→ **Exercise 1**:
Quote the records from their beginning through the line containing "pixel 57 171", with both ends included. Omit the pictures from your answer.

→ **Excerpted text**:

---

270_C319

DO "OTHER INSURANCE" CLAUSES CANCEL EACH OTHER OUT?

Commercial General Liability

Obligation To Defend And Indemnify

Primary Versus Excess Or Contributory

Other Insurance

 

Pizza-Del, Inc. (Pizza-Del), doing business as Eurostar Café, leased premises owned by Madison 45 Company (Madison). Pursuant to the lease, Pizza-Del agreed to indemnify, hold harmless and defend Madison against all claims arising from work performed or negligent acts occurring on the premises. Pizza-Del also agreed to secure insurance and to name Madison as an additional insured. Pizza-Del's insurer was Tower Insurance Company (Tower). Madison's insurer was American National Fire Insurance Company (ANFIC).

 

Angel Osorio was injured while working at the Pizza-Del leased premises. When a lawsuit followed and Tower refused to defend Madison, ANFIC and Madison filed an action alleging that Tower was obligated to defend and indemnify them. The lower court found that Tower was obligated to defend and indemnify Madison. It also found that since both policies contained "other insurance" clauses and each policy purported to be excess to the other, the clauses "cancel[ed] each other out." As a result, the court found the insurers were obligated to share equally, "on a primary basis," in the defending and indemnifying Madison in the underlying action. ANFIC appealed.

 

On appeal, Madison and ANFIC argued that the ANFIC policy was excess to that provided by Tower and that Tower must fully reimburse ANFIC for all defense costs incurred. The Supreme Court, Appellate Division, Second Department, New York agreed. According to the court, the ANFIC policy and the Tower policy covered the same risk. In addition, both policies had "other insurance" clauses specifying when their coverage was primary as opposed to excess.

---

→ **Exercise 2**:
Answer these questions from the excerpt on "other insurance" clauses:
(a) Which company was Pizza-Del's insurer?
(b) Where was Angel Osorio working when he was injured?
(c) Which court agreed with Madison and ANFIC on appeal?

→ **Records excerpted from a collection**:
---

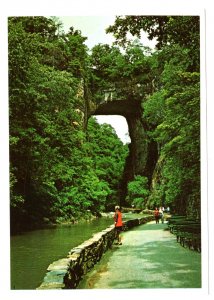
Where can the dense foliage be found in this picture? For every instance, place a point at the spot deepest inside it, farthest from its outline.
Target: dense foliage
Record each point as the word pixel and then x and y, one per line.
pixel 172 109
pixel 57 171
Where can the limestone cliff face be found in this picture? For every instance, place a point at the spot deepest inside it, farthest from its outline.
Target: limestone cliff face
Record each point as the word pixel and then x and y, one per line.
pixel 142 152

---

→ **Correct answer 1**:
Where can the dense foliage be found in this picture? For every instance, place a point at the spot deepest inside it, farthest from its outline.
Target: dense foliage
Record each point as the word pixel and then x and y, one per line.
pixel 172 109
pixel 57 171

→ **Correct answer 2**:
(a) Tower Insurance Company (Tower)
(b) At the Pizza-Del leased premises
(c) The Supreme Court, Appellate Division, Second Department, New York